- ASSIGNMENT:
Every line of the material that mentions the word "snow" should be copied out.

- DATASET EXTRACT:
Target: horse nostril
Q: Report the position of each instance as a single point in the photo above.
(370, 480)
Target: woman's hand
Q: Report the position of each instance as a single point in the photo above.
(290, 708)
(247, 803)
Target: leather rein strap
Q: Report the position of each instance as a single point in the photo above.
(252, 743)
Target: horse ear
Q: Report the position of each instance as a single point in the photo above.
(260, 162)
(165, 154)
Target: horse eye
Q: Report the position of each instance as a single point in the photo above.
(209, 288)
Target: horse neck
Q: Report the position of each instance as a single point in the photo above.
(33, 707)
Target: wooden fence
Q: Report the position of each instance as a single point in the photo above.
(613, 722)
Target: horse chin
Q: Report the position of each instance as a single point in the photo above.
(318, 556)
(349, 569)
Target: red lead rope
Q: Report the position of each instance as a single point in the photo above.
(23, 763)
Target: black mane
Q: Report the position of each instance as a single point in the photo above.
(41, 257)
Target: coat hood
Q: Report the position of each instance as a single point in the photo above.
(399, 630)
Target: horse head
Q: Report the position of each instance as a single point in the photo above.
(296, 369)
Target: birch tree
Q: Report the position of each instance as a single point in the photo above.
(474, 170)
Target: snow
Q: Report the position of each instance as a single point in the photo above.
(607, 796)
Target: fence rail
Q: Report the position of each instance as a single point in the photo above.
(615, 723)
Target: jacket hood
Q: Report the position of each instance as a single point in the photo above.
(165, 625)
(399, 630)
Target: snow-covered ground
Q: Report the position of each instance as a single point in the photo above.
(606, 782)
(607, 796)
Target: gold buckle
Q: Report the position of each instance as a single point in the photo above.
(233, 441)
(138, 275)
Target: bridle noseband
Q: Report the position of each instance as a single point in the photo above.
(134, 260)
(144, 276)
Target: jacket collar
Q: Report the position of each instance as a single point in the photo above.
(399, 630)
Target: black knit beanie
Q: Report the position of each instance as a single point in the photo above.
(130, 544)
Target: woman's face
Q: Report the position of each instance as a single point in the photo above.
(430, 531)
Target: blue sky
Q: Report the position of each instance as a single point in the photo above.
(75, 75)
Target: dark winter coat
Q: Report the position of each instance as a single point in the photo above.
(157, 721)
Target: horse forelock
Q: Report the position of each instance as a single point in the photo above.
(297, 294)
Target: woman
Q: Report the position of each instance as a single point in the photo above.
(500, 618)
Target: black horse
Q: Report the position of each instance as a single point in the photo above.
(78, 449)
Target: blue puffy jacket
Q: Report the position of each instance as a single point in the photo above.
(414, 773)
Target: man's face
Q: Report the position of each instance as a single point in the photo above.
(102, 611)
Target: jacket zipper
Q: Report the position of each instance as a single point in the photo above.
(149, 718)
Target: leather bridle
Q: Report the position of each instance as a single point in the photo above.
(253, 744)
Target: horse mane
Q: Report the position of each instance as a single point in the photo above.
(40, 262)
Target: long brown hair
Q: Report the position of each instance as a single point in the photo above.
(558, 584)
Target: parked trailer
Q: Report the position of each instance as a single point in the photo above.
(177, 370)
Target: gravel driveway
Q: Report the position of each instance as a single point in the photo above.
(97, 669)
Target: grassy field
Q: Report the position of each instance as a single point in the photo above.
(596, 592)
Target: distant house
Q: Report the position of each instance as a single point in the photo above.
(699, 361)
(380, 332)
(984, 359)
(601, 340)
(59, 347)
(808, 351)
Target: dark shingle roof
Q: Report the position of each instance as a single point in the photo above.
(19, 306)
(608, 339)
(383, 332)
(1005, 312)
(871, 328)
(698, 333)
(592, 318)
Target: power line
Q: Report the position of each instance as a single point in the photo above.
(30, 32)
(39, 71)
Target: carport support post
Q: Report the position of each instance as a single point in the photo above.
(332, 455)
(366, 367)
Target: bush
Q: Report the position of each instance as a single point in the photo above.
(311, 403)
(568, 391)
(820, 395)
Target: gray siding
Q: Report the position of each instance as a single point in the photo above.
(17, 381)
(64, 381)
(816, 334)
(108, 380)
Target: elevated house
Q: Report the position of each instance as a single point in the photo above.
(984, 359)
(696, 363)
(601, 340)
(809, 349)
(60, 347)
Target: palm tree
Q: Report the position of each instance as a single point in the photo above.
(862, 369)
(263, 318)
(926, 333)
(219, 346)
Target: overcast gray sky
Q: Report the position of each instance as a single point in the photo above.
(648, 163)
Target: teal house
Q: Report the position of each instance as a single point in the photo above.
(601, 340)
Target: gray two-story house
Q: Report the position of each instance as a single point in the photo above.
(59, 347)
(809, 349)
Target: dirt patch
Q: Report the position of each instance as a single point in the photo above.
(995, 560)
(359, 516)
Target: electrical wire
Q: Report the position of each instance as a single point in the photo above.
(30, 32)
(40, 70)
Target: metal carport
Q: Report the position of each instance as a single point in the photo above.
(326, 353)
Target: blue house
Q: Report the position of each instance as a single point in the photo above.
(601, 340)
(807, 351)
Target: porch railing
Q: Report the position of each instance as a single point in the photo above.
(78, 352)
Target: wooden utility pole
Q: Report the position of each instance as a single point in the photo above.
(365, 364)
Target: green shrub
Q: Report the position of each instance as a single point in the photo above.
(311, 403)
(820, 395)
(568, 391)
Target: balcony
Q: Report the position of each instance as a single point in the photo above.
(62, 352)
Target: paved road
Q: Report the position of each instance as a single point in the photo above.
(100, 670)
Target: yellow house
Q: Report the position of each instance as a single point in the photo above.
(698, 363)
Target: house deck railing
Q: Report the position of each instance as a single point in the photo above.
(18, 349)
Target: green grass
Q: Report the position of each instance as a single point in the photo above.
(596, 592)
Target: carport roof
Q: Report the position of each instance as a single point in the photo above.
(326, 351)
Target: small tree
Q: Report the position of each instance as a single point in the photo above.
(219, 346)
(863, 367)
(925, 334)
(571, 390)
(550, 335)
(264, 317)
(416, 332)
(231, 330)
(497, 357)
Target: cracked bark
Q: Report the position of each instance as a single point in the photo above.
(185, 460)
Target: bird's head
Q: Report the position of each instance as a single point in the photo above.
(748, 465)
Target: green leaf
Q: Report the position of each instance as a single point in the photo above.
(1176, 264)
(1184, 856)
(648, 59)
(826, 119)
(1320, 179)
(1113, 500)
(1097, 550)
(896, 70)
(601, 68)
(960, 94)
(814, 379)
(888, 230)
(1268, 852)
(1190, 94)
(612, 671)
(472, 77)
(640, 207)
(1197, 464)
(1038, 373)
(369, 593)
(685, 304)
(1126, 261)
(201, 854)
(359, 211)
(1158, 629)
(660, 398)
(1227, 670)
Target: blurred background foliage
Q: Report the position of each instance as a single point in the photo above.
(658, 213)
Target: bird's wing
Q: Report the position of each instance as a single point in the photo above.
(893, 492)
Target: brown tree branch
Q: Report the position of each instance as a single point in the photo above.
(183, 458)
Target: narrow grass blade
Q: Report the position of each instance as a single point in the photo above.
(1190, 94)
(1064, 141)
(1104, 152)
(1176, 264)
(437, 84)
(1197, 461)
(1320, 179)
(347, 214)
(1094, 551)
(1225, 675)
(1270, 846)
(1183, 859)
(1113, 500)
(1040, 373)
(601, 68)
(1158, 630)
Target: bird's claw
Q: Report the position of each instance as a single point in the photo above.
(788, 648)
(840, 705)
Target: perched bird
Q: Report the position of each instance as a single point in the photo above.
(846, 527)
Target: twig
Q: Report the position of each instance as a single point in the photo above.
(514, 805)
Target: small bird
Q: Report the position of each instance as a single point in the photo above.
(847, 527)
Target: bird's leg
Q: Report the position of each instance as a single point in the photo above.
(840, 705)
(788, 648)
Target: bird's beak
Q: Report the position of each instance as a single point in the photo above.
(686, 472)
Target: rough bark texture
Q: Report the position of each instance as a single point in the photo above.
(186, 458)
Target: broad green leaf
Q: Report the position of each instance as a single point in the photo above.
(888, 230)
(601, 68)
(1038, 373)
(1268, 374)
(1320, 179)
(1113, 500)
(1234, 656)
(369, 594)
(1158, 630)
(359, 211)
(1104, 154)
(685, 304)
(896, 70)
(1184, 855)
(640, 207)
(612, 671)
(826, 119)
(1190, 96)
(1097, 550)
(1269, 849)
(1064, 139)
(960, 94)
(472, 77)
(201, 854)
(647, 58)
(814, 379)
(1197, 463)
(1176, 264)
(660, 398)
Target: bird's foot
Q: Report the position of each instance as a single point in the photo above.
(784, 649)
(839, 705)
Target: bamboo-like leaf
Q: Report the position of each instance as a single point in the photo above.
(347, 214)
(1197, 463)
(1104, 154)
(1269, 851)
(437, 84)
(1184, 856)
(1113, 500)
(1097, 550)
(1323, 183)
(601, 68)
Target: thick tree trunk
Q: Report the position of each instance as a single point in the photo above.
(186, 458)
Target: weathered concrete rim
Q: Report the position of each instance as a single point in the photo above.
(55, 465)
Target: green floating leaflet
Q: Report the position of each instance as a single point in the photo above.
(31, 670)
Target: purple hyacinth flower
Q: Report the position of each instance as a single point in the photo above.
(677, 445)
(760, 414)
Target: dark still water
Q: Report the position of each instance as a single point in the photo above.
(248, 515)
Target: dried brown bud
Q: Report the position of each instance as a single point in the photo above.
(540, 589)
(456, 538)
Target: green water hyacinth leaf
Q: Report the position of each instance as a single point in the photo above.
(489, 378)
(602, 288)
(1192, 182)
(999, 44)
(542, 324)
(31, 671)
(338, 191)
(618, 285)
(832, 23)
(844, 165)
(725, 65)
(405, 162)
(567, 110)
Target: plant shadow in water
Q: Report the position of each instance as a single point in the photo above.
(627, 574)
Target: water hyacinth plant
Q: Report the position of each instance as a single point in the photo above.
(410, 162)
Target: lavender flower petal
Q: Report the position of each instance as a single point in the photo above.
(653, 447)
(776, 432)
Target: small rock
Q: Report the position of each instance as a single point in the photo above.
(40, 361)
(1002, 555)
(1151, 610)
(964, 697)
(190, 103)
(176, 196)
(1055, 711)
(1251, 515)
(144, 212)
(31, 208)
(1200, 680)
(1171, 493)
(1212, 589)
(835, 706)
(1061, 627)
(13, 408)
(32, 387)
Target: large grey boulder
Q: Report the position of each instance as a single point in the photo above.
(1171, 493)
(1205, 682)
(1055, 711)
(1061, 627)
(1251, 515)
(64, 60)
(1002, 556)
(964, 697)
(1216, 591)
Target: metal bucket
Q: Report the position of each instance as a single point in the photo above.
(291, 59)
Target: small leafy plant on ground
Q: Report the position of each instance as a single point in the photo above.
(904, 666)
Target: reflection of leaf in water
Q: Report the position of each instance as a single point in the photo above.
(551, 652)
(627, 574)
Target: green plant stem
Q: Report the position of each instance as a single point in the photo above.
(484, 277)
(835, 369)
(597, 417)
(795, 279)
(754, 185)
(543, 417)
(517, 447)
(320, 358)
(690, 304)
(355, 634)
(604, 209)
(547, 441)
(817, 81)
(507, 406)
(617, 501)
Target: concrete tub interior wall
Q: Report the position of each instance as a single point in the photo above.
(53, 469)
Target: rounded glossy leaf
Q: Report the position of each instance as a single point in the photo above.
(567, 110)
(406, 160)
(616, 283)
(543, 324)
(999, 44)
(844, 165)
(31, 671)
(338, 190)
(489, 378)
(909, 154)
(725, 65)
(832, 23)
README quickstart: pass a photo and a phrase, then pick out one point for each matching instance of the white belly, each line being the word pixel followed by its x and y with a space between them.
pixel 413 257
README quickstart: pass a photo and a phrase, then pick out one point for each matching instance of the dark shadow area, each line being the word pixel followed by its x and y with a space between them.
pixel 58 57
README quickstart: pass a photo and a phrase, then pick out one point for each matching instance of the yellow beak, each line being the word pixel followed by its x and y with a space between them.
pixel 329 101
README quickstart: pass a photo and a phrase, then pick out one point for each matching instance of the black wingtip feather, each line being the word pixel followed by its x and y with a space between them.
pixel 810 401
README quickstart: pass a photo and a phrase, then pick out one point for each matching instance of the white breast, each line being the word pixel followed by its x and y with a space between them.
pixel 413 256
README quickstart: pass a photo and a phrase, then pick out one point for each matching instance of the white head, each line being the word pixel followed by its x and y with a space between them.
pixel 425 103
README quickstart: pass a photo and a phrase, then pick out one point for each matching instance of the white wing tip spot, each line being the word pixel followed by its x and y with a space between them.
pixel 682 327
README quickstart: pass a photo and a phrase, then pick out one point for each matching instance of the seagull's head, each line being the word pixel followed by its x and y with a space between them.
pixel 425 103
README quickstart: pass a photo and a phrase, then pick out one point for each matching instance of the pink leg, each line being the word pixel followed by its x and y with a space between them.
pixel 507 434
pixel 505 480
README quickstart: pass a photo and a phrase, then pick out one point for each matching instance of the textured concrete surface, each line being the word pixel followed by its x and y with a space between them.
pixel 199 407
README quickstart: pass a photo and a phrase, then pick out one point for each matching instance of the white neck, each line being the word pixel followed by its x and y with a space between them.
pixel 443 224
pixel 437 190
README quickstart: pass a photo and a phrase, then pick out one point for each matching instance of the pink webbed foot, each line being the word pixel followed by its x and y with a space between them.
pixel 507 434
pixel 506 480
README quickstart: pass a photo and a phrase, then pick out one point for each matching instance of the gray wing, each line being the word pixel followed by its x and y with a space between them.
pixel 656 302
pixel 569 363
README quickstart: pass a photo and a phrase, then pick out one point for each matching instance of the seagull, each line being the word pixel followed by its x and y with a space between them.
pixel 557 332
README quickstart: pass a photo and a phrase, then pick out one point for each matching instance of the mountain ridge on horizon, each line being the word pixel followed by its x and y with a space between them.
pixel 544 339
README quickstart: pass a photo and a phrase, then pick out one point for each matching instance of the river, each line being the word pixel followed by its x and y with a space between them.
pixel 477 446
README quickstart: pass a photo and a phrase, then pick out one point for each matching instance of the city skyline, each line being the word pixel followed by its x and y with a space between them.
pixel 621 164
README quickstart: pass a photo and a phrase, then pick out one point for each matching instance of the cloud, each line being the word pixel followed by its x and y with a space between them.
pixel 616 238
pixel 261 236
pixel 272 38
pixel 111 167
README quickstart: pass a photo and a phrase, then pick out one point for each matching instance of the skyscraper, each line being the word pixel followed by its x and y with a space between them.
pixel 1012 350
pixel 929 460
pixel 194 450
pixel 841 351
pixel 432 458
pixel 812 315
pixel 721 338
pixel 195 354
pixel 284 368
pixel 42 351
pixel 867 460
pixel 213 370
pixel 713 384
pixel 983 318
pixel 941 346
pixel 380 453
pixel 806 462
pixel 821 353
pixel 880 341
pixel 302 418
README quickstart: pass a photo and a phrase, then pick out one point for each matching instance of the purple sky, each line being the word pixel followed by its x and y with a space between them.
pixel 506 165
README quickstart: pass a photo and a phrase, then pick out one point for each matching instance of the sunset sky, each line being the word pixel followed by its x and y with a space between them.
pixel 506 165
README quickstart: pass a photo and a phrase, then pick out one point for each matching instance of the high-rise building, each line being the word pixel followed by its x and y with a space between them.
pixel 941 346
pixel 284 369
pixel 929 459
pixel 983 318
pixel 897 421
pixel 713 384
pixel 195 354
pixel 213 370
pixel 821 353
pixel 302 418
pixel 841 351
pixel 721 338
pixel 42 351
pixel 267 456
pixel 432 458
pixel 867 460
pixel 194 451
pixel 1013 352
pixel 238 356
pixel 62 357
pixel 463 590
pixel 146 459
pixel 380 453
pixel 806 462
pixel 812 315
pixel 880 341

- WRITTEN RESPONSE:
Target: snow
Target: snow-covered ground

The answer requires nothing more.